* [TASK DETAILS]: Rewrite the lines below starting at "Outline each wooden door" and ending at "93 25 188 176", swapping "door frame" for "doorway" and changing nothing else.

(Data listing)
________________________

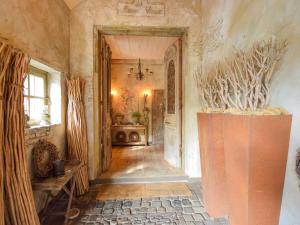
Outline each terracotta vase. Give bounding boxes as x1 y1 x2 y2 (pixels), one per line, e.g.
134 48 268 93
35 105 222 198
198 113 228 217
223 115 292 225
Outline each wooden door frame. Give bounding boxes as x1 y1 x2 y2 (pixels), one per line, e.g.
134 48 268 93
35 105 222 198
93 25 188 176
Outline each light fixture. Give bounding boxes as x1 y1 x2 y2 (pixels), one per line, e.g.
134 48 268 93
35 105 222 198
128 59 153 80
110 89 118 96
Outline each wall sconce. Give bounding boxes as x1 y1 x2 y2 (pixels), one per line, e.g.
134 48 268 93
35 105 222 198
110 90 118 96
143 91 150 109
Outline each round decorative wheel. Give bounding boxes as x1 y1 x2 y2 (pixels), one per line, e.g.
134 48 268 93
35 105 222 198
116 131 126 142
129 131 140 142
32 140 59 178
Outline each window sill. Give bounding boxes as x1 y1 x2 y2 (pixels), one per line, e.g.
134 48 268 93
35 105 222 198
25 124 53 130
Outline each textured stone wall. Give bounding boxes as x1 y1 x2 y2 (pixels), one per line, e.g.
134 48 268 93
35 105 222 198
0 0 69 213
202 0 300 225
70 0 201 179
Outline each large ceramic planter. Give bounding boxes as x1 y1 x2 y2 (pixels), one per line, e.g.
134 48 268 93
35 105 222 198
198 113 228 217
224 115 292 225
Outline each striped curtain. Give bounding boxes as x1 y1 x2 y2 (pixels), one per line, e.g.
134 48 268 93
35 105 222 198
0 42 40 225
67 78 89 196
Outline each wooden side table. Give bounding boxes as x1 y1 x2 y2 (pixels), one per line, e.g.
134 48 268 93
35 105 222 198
32 161 83 225
111 125 148 146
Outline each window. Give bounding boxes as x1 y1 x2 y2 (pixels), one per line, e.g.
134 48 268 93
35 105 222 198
24 66 49 125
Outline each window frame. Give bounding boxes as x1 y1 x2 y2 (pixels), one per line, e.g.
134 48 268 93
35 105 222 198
24 65 50 125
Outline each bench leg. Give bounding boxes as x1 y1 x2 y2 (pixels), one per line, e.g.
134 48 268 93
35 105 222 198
64 176 75 225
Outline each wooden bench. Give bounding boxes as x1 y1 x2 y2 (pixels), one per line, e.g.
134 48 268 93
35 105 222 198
32 161 83 225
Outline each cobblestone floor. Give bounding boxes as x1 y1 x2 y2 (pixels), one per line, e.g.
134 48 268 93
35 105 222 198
42 184 228 225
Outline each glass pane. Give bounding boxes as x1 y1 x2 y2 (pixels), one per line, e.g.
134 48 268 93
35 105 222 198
29 98 45 120
24 97 29 116
24 76 29 95
29 74 45 97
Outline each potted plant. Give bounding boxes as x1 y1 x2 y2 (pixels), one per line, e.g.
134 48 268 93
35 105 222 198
131 111 142 124
196 40 292 225
115 112 124 125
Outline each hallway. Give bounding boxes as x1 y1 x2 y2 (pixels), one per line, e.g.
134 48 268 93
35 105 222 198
99 146 184 179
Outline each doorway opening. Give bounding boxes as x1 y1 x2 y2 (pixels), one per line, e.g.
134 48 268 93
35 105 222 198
98 28 185 181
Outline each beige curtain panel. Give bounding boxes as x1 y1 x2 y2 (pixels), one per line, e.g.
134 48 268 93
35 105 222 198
0 42 40 225
67 78 89 196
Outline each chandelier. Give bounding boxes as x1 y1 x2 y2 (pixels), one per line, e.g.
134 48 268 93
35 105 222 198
128 59 153 80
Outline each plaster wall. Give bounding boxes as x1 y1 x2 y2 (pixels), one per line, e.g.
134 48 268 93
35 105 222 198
0 0 70 209
111 60 165 142
202 0 300 225
70 0 201 179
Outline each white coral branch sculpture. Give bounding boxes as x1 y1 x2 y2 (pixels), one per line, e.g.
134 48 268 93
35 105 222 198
195 39 287 111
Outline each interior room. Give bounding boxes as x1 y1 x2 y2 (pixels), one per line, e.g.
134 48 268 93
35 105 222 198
0 0 300 225
100 35 184 181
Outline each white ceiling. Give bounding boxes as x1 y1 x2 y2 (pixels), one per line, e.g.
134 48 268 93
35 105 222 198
64 0 82 9
105 35 177 60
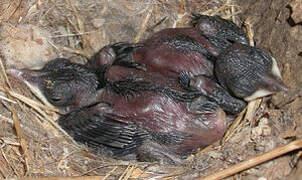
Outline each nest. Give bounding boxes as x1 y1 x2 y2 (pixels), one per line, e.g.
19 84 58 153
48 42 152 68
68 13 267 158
0 0 302 179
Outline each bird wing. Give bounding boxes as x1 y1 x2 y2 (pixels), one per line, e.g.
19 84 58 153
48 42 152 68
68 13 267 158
59 102 148 157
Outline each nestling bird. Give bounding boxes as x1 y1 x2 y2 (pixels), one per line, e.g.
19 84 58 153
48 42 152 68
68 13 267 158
215 43 287 101
7 58 99 114
9 59 226 162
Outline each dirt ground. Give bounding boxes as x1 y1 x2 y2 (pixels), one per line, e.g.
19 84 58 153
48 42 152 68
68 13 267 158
0 0 302 180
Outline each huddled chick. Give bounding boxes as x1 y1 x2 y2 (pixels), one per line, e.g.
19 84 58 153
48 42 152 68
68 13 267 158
8 15 286 162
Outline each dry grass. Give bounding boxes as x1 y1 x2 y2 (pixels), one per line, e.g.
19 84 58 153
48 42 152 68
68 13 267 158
0 0 298 180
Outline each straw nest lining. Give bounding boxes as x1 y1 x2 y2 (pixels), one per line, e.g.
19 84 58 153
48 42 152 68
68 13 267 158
0 0 301 179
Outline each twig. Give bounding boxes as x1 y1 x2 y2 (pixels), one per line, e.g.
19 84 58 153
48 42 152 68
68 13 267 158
103 166 117 180
0 58 29 173
134 6 153 43
22 176 104 180
200 138 302 180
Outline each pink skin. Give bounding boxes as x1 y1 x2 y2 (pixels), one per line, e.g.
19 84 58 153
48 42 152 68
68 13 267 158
99 90 226 155
92 28 220 78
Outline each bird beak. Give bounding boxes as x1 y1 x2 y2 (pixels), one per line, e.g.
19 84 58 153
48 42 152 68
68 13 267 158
6 69 54 108
244 74 288 101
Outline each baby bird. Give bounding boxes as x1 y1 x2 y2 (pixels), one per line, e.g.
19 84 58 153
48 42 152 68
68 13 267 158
8 59 226 162
7 58 99 114
215 43 287 101
90 15 248 78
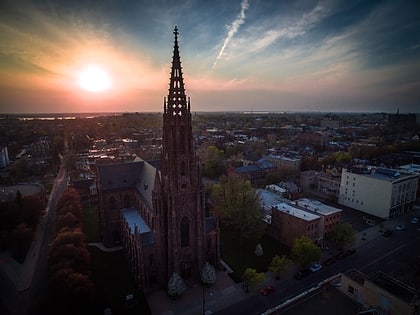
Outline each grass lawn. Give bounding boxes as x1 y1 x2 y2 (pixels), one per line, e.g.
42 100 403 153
89 246 150 315
82 206 100 243
220 228 289 281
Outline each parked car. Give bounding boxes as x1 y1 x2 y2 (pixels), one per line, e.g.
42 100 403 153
344 248 356 257
382 230 393 237
260 285 276 295
334 250 347 260
295 269 312 280
395 224 405 231
309 263 322 272
322 257 337 266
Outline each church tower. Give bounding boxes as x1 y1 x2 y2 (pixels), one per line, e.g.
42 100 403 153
160 27 206 281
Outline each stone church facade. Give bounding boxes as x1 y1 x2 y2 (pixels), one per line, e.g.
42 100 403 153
97 27 220 291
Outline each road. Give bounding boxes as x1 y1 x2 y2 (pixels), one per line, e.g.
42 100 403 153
0 163 67 315
214 216 420 314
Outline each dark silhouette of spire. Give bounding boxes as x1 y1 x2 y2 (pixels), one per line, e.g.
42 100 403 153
164 26 190 117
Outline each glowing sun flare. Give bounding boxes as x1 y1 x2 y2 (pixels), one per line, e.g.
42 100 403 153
78 66 111 92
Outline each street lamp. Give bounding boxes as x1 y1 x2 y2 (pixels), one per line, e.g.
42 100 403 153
202 283 206 315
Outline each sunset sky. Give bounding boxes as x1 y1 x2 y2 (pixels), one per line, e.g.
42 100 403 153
0 0 420 113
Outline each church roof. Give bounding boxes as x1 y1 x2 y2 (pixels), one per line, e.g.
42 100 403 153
98 160 157 207
121 208 155 245
205 217 217 233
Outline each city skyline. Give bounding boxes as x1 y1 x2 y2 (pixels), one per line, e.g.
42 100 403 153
0 0 420 113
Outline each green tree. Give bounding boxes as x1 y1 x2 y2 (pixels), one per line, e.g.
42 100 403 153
327 222 356 248
242 268 264 287
211 175 264 245
292 235 322 267
201 145 225 178
268 255 293 280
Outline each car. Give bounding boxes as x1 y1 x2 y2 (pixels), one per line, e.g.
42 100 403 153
334 250 347 260
395 224 405 231
309 263 322 272
382 230 393 237
260 285 276 295
344 248 356 257
322 257 337 266
295 269 312 280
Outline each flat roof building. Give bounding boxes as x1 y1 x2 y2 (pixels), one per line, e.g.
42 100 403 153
338 167 419 219
268 202 321 247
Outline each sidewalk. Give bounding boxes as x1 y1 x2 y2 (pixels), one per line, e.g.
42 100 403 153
147 271 252 315
354 206 420 248
147 207 420 315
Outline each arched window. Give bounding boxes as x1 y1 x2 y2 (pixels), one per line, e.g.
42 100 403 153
181 217 190 247
109 197 117 209
181 161 186 176
124 195 131 208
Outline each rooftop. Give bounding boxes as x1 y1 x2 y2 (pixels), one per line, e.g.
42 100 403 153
295 198 342 215
273 202 320 221
121 208 155 245
369 272 419 303
257 189 287 213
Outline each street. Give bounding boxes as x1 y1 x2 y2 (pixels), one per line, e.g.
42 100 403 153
0 159 67 315
214 215 420 314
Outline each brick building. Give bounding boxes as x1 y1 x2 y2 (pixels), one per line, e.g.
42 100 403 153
98 27 219 291
267 203 321 247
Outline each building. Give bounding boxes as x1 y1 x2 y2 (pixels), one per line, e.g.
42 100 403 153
300 170 341 200
267 203 322 247
338 167 419 219
295 198 343 238
338 269 420 315
265 155 302 172
97 27 219 291
0 147 10 168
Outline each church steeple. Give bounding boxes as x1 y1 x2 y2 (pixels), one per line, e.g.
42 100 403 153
161 26 197 190
164 26 190 116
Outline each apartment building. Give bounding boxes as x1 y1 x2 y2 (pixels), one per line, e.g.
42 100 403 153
267 203 322 247
338 167 419 219
295 198 343 237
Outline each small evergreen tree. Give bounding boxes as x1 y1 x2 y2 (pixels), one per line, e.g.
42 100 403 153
268 255 293 279
168 272 186 298
201 262 216 286
254 243 264 257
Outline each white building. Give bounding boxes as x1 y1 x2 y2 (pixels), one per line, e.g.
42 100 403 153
338 168 419 219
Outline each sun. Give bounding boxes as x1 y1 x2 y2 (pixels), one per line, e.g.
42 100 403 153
78 65 111 92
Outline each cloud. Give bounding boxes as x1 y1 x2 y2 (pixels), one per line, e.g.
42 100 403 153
213 0 249 68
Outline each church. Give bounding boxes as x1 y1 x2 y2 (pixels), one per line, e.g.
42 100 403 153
97 27 220 292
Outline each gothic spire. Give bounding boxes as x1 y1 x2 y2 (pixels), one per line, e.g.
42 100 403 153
165 26 189 116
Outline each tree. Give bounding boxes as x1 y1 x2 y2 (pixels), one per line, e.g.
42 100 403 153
292 235 322 267
201 262 216 286
15 189 23 208
242 268 264 287
211 175 264 245
168 272 186 298
200 144 225 178
11 223 33 263
327 222 356 248
268 255 293 280
56 212 80 231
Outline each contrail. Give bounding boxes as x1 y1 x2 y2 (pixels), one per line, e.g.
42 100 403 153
213 0 249 69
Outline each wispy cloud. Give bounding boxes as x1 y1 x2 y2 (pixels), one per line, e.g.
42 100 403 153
213 0 249 69
240 3 328 53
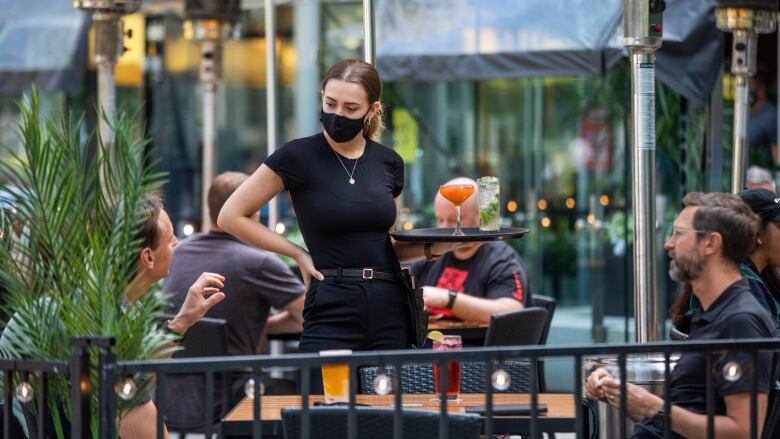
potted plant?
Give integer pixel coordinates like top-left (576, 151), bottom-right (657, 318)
top-left (0, 92), bottom-right (174, 437)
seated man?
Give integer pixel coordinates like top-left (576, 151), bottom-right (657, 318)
top-left (585, 192), bottom-right (774, 438)
top-left (119, 192), bottom-right (225, 439)
top-left (412, 178), bottom-right (531, 323)
top-left (163, 172), bottom-right (304, 430)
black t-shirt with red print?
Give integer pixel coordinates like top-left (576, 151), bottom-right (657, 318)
top-left (412, 241), bottom-right (531, 317)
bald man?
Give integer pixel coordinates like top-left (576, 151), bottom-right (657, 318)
top-left (412, 177), bottom-right (531, 323)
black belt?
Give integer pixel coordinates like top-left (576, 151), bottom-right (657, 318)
top-left (319, 268), bottom-right (398, 281)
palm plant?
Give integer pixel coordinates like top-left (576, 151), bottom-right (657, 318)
top-left (0, 92), bottom-right (173, 437)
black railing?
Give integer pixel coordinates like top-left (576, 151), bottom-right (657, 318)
top-left (0, 338), bottom-right (780, 439)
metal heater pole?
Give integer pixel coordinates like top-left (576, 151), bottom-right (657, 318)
top-left (265, 0), bottom-right (279, 230)
top-left (363, 0), bottom-right (376, 64)
top-left (92, 13), bottom-right (122, 145)
top-left (73, 0), bottom-right (141, 145)
top-left (623, 0), bottom-right (665, 343)
top-left (200, 39), bottom-right (222, 232)
top-left (716, 0), bottom-right (778, 193)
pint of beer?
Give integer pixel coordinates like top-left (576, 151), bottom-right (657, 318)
top-left (320, 349), bottom-right (352, 404)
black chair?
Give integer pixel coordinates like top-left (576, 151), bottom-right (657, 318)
top-left (531, 294), bottom-right (558, 344)
top-left (163, 317), bottom-right (229, 437)
top-left (359, 360), bottom-right (531, 394)
top-left (531, 294), bottom-right (558, 393)
top-left (485, 308), bottom-right (547, 346)
top-left (282, 407), bottom-right (482, 439)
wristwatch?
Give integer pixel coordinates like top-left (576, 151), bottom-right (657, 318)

________________________

* [COMPLETED EXERCISE]:
Outline each wooden doorway. Give bounding boxes as x1 y1 x2 y2 (pixels), one per line, e.g.
134 48 268 93
35 105 222 198
93 25 188 176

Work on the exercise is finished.